● YOUR TASK
Your answer must consist of one number: how many lines in the records contain "item".

● EXERCISE INPUTS
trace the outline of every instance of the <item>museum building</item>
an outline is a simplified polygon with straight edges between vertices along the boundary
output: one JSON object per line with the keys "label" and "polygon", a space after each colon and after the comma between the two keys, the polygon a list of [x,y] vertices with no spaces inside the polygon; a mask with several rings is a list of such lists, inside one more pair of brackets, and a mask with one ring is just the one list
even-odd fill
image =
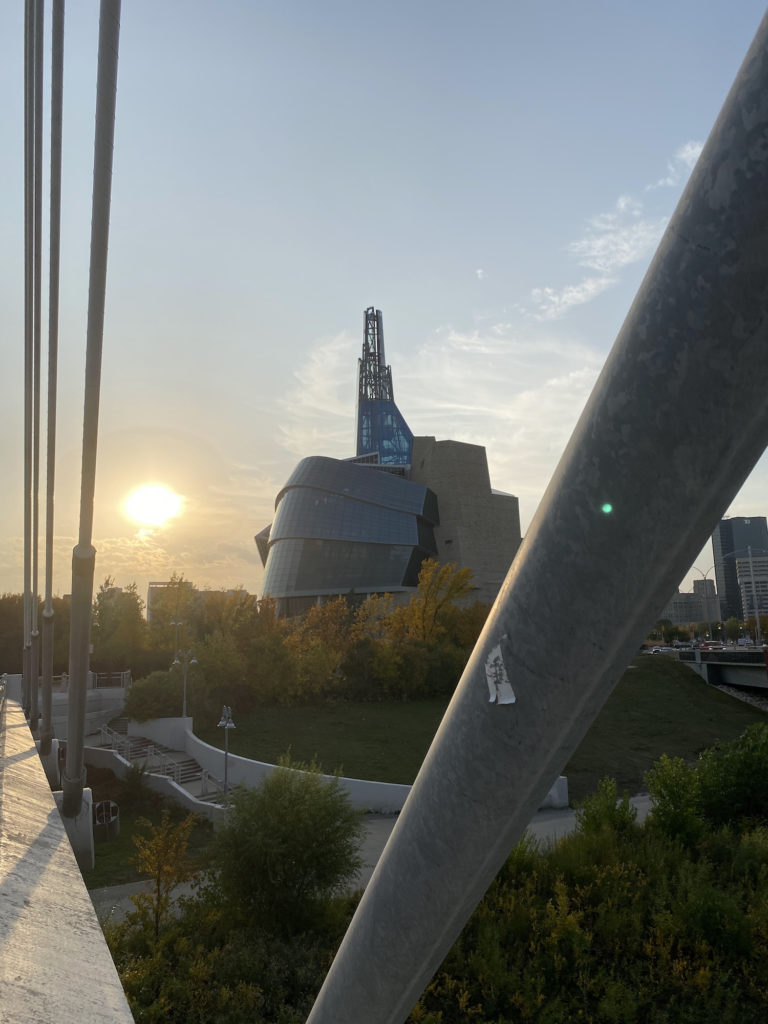
{"label": "museum building", "polygon": [[514,495],[494,491],[485,449],[414,437],[395,405],[381,311],[365,310],[358,363],[357,455],[302,459],[255,540],[263,596],[282,615],[343,596],[402,594],[425,558],[473,572],[492,602],[520,544]]}

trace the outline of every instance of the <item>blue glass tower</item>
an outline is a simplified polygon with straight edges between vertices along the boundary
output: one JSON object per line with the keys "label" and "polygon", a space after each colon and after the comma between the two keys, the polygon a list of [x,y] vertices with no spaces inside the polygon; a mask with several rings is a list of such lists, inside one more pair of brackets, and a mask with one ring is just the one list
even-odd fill
{"label": "blue glass tower", "polygon": [[384,357],[381,310],[363,314],[363,354],[358,362],[357,457],[382,466],[409,466],[413,434],[395,405],[392,370]]}

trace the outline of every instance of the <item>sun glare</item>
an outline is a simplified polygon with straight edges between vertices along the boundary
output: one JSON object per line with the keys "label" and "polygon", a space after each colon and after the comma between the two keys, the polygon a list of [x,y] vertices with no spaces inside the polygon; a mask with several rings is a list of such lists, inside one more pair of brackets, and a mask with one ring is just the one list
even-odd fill
{"label": "sun glare", "polygon": [[181,512],[183,499],[170,487],[147,484],[132,491],[123,502],[123,511],[140,526],[163,526]]}

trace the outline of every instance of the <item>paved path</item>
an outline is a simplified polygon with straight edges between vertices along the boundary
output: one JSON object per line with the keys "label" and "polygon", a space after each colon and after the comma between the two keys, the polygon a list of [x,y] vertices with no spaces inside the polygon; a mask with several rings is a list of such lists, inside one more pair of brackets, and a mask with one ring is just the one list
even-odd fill
{"label": "paved path", "polygon": [[[647,795],[632,797],[630,803],[637,809],[637,820],[644,821],[650,810],[650,797]],[[396,814],[366,814],[365,836],[360,848],[363,866],[358,875],[356,887],[365,887],[371,879],[373,869],[381,856],[392,829],[397,821]],[[537,839],[554,842],[568,835],[576,827],[576,812],[570,808],[564,810],[539,811],[529,826],[529,831]],[[127,885],[112,885],[104,889],[92,889],[91,900],[96,913],[102,920],[121,921],[126,914],[135,909],[131,896],[143,892],[150,887],[150,882],[129,882]],[[191,885],[180,885],[176,895],[190,895]]]}

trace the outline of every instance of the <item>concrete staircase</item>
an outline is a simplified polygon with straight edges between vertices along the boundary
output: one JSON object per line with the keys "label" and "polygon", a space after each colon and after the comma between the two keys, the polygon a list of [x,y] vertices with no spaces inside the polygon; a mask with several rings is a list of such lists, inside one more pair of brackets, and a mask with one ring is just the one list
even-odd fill
{"label": "concrete staircase", "polygon": [[102,726],[100,741],[102,747],[111,747],[126,761],[143,768],[153,775],[165,775],[203,803],[225,803],[223,787],[218,779],[205,772],[198,762],[181,750],[148,740],[143,736],[127,735],[127,719],[113,719],[108,726]]}

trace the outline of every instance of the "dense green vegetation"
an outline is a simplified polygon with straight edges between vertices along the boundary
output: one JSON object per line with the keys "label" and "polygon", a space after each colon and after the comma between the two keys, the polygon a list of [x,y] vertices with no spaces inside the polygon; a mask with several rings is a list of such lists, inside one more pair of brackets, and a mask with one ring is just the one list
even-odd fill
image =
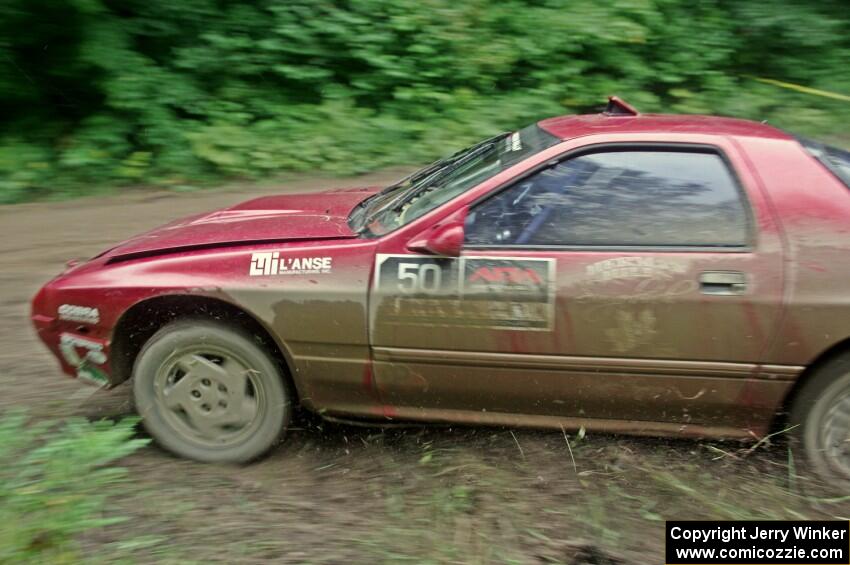
{"label": "dense green vegetation", "polygon": [[107,501],[126,473],[111,464],[148,443],[135,423],[0,414],[0,563],[78,563],[81,534],[121,521]]}
{"label": "dense green vegetation", "polygon": [[0,201],[351,173],[620,94],[829,136],[846,0],[4,0]]}

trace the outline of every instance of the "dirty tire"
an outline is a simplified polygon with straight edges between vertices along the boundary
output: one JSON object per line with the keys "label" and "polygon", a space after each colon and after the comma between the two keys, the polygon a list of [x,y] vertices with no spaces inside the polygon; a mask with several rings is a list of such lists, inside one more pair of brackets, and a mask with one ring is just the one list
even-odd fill
{"label": "dirty tire", "polygon": [[133,399],[159,445],[204,462],[256,459],[281,439],[292,413],[275,360],[250,334],[209,320],[173,322],[145,343]]}
{"label": "dirty tire", "polygon": [[789,415],[791,446],[801,467],[824,486],[850,486],[850,355],[818,368],[802,385]]}

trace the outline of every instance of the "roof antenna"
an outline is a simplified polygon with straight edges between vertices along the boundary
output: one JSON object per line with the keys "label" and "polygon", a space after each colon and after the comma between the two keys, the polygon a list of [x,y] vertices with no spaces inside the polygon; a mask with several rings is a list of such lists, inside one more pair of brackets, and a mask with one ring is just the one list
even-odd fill
{"label": "roof antenna", "polygon": [[638,116],[640,115],[640,112],[638,112],[634,106],[619,97],[609,96],[608,106],[605,107],[603,114],[606,116]]}

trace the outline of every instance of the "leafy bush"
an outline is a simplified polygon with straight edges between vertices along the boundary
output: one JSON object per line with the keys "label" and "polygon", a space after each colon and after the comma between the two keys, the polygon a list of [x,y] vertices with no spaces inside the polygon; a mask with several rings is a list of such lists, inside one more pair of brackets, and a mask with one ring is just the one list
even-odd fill
{"label": "leafy bush", "polygon": [[841,0],[7,0],[0,201],[428,160],[608,94],[842,131]]}
{"label": "leafy bush", "polygon": [[105,512],[125,474],[110,464],[147,443],[134,424],[0,416],[0,562],[78,561],[78,534],[120,520]]}

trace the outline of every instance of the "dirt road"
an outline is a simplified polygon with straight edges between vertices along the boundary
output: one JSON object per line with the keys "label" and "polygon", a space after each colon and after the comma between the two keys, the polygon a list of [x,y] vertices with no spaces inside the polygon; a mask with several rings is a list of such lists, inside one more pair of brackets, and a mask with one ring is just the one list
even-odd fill
{"label": "dirt road", "polygon": [[[62,377],[28,301],[67,259],[181,215],[260,194],[382,184],[294,180],[174,194],[139,191],[0,207],[0,409],[36,417],[121,412],[126,391]],[[782,447],[658,442],[504,429],[380,430],[302,418],[270,457],[242,468],[131,456],[130,517],[88,536],[92,555],[147,540],[139,562],[663,563],[665,519],[850,515],[800,496]]]}

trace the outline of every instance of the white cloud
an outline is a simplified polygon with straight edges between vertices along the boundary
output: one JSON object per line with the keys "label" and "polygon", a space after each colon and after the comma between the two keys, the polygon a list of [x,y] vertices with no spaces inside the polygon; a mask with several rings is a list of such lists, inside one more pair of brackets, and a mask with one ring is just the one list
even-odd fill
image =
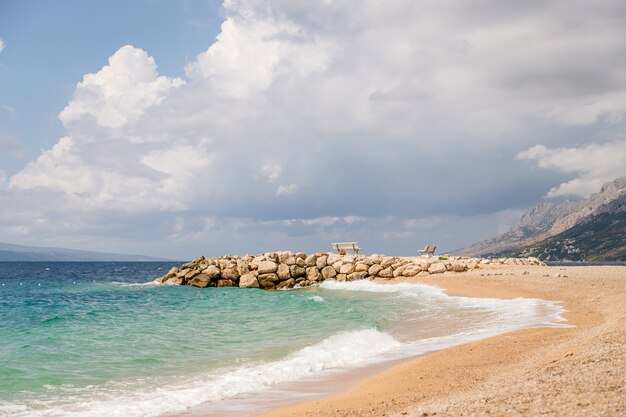
{"label": "white cloud", "polygon": [[224,3],[227,19],[217,42],[187,66],[189,78],[208,80],[220,96],[244,99],[281,74],[303,78],[326,68],[327,45],[255,3]]}
{"label": "white cloud", "polygon": [[109,65],[83,77],[59,118],[70,127],[90,115],[100,126],[119,128],[136,121],[146,109],[159,104],[168,90],[182,84],[180,78],[159,76],[152,57],[126,45],[109,58]]}
{"label": "white cloud", "polygon": [[300,191],[300,187],[298,187],[296,184],[279,185],[278,188],[276,189],[276,195],[277,196],[293,195],[297,193],[298,191]]}
{"label": "white cloud", "polygon": [[626,175],[626,139],[580,148],[549,149],[536,145],[520,152],[517,159],[533,161],[542,169],[577,175],[551,188],[547,197],[587,197],[598,192],[605,182]]}
{"label": "white cloud", "polygon": [[2,52],[2,50],[6,47],[4,41],[2,40],[2,38],[0,38],[0,52]]}
{"label": "white cloud", "polygon": [[282,172],[283,168],[279,164],[265,164],[261,167],[261,174],[269,183],[275,182]]}

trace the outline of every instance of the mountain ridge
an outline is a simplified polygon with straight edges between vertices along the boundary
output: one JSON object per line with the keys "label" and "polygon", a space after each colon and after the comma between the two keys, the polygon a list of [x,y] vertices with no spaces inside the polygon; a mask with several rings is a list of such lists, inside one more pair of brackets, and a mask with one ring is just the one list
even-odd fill
{"label": "mountain ridge", "polygon": [[49,261],[49,262],[158,262],[171,261],[172,259],[159,258],[146,255],[132,255],[120,253],[107,253],[84,251],[43,246],[25,246],[12,243],[0,242],[0,261]]}
{"label": "mountain ridge", "polygon": [[[620,239],[620,236],[626,236],[626,228],[624,235],[607,228],[613,224],[620,231],[626,224],[622,222],[624,217],[626,177],[620,177],[605,183],[599,192],[581,201],[542,202],[526,211],[507,232],[454,253],[466,256],[537,256],[542,260],[569,259],[566,256],[575,258],[572,260],[626,260],[626,251],[619,249],[621,246],[626,248],[626,238]],[[595,236],[594,231],[600,235]],[[604,238],[609,236],[616,241],[605,242]],[[577,242],[577,246],[573,246],[573,242]],[[607,247],[612,247],[615,255],[603,255]]]}

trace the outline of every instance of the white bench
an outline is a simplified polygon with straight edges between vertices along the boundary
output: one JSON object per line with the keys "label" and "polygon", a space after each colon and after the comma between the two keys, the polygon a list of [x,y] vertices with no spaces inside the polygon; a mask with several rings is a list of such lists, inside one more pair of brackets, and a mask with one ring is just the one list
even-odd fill
{"label": "white bench", "polygon": [[351,250],[354,253],[359,253],[363,248],[359,247],[359,244],[356,242],[339,242],[339,243],[331,243],[333,249],[337,252],[341,253],[342,250]]}
{"label": "white bench", "polygon": [[428,245],[424,249],[418,250],[418,252],[420,253],[420,255],[434,255],[435,249],[437,249],[437,246]]}

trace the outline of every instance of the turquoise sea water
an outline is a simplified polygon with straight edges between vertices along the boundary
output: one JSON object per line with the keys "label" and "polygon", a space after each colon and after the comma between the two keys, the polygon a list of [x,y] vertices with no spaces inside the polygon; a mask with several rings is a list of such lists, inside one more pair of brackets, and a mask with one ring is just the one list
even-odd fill
{"label": "turquoise sea water", "polygon": [[150,282],[170,266],[0,262],[0,416],[156,416],[561,321],[553,303],[421,285]]}

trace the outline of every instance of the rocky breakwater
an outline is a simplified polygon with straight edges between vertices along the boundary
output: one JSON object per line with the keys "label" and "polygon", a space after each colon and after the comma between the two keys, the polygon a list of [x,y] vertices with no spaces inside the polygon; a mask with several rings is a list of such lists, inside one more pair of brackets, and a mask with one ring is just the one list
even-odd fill
{"label": "rocky breakwater", "polygon": [[240,287],[266,290],[307,287],[327,279],[393,279],[458,273],[497,265],[544,265],[537,258],[481,259],[456,256],[398,257],[334,253],[271,252],[251,256],[200,256],[173,267],[155,282],[194,287]]}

● REPLY TO THE EXERCISE
5